__Exercise details__
All records after this line are to be returned verbatim.

====== Material provided

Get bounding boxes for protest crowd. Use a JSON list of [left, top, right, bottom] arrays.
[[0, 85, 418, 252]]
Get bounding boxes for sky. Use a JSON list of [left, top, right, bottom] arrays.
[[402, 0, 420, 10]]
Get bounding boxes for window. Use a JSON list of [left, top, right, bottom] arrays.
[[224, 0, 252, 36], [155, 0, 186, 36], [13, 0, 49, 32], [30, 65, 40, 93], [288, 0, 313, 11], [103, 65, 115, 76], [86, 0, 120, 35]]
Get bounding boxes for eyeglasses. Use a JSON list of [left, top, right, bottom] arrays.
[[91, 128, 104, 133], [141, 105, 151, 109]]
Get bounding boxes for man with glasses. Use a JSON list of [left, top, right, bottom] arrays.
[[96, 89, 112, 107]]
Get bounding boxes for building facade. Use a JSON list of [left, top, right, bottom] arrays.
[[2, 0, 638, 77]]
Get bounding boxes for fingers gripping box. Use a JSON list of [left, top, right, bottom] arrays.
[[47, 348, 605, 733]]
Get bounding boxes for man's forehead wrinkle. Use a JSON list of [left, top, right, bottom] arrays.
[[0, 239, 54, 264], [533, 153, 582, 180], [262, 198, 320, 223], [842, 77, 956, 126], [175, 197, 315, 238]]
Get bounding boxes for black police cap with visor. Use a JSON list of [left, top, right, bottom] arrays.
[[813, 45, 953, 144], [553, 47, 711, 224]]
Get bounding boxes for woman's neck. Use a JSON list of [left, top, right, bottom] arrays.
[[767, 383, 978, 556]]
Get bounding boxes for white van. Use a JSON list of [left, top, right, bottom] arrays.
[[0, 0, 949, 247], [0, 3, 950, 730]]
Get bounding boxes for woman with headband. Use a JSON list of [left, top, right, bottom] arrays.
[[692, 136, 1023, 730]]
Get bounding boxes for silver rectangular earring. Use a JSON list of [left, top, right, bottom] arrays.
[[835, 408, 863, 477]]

============

__Result of the exercise__
Get bounding boxes for protest crowd. Use a JSON list of [left, top, right, bottom] arrays.
[[0, 85, 418, 252]]
Get bounding boxes for sky. Use a JSON list of [left, top, right, bottom] arrays.
[[402, 0, 420, 10]]
Get bounding boxes for window. Use a JSON list of [left, top, right, bottom] arrays.
[[224, 0, 252, 36], [155, 0, 186, 36], [13, 0, 49, 32], [30, 65, 40, 93], [288, 0, 313, 11], [103, 65, 115, 76], [86, 0, 120, 35]]
Get bounding boxes for eyeglasses. Use a JSON list of [left, top, right, bottom] arrays.
[[91, 128, 104, 133], [141, 105, 151, 109]]
Get bounding boxes for man with glasses. Use a JSON list of [left, top, right, bottom] arrays.
[[96, 89, 112, 107]]
Get bounding boxes for building facade. Use a JSON list of [left, top, right, bottom] arrays.
[[2, 0, 638, 77]]
Get bounding boxes for fingers gripping box. Use a JSON list of [left, top, right, bottom] arrays.
[[47, 348, 605, 733]]
Get bounding boxes for man's forehead wrinkle. Use a JSON list of [left, top, right, bottom] arrays.
[[0, 239, 54, 264], [533, 153, 582, 180], [262, 198, 320, 223], [842, 77, 956, 126], [175, 197, 315, 238]]
Get bounding boxes for black police cap with visor. Use a JSON list of [left, top, right, bottom] arrays.
[[813, 45, 953, 144], [553, 47, 711, 224]]
Get bounding boxes for woman's neck. Use a JSON list of [left, top, right, bottom] arrays.
[[767, 383, 978, 556]]
Get bounding boxes for white van. Use a JSON list of [left, top, right, bottom] arrays.
[[0, 0, 949, 247], [0, 3, 950, 730]]
Get bounding boxes for woman with headband. Use a JSON list of [left, top, right, bottom] arrays.
[[692, 136, 1023, 730]]
Get bounding boxes for silver rectangular earring. Use a JSON list of [left, top, right, bottom] arrays.
[[835, 408, 863, 477]]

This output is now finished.